== Material to process ==
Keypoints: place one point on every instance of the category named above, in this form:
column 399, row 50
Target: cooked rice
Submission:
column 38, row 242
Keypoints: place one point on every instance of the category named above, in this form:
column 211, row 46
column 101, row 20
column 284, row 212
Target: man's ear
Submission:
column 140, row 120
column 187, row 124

==

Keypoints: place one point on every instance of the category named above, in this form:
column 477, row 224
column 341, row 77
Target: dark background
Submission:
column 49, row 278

---

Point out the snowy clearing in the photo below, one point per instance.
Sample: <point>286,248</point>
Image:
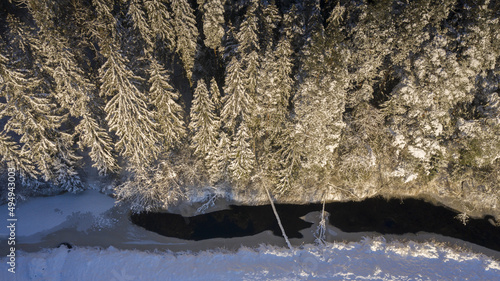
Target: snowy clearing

== Instructions for the task ==
Show a copy of each line from the data that includes the word "clearing".

== Exercise solution ==
Point out the snowy clearing in the photo below, one point per instance.
Target: snowy clearing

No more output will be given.